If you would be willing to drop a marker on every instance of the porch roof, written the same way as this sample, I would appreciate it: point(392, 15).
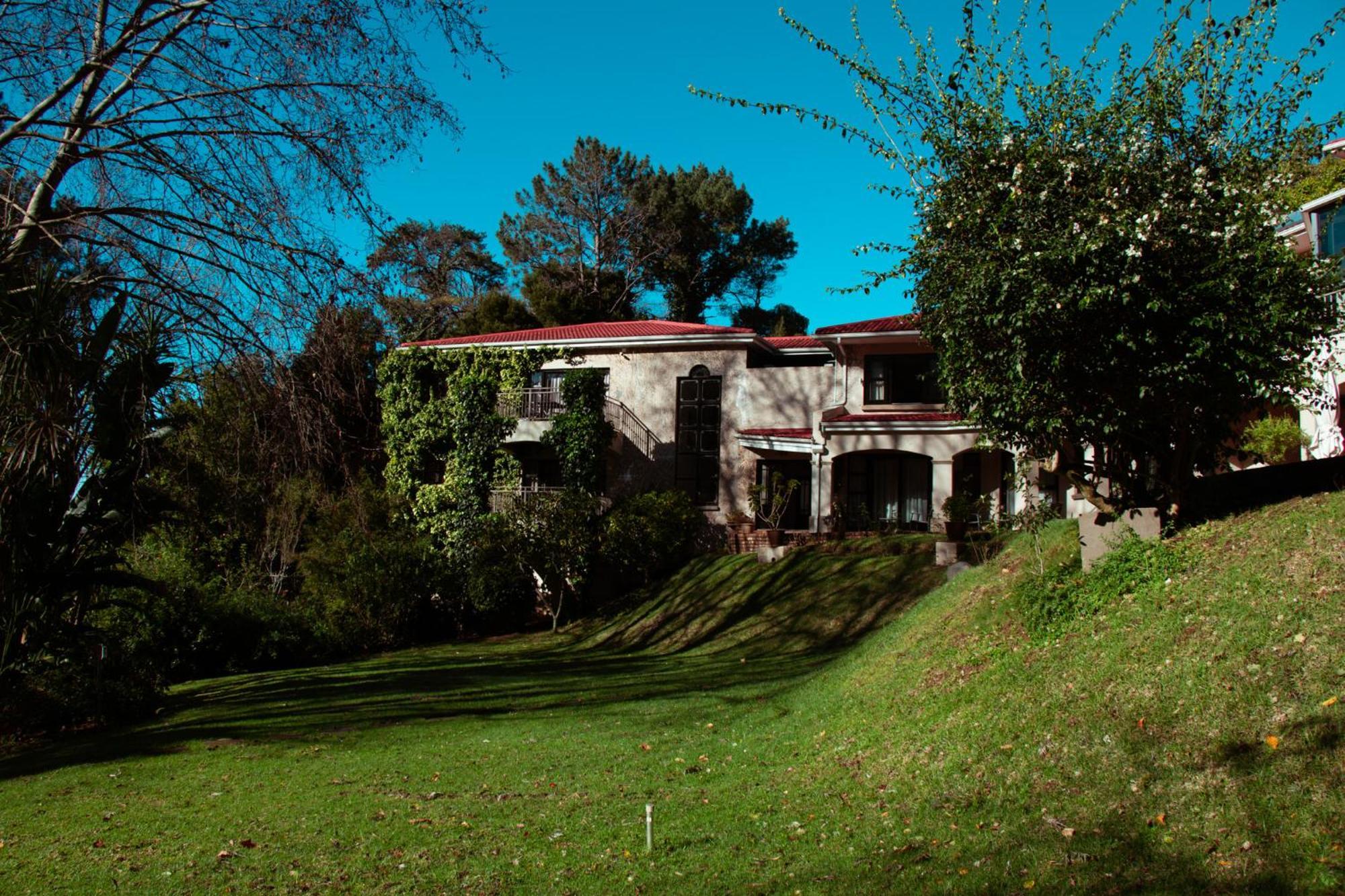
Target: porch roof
point(896, 323)
point(781, 432)
point(590, 331)
point(902, 416)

━━━━━━━━

• [EXERCISE GOAL]: Arrange the entries above as a two-column CSV headed request and output, with one row per entry. Put each entry's text and its answer in a single quoted field, replace line breaks with spaces, and omit the pictures.

• [ANSWER TO THE PROBLEM]:
request,output
"If you would be willing to drop a marker on every instance of the porch roof, written the same way as this sample, I would appreciate it: point(392, 15). Target: porch roof","point(896, 323) point(781, 432) point(590, 331) point(902, 416)"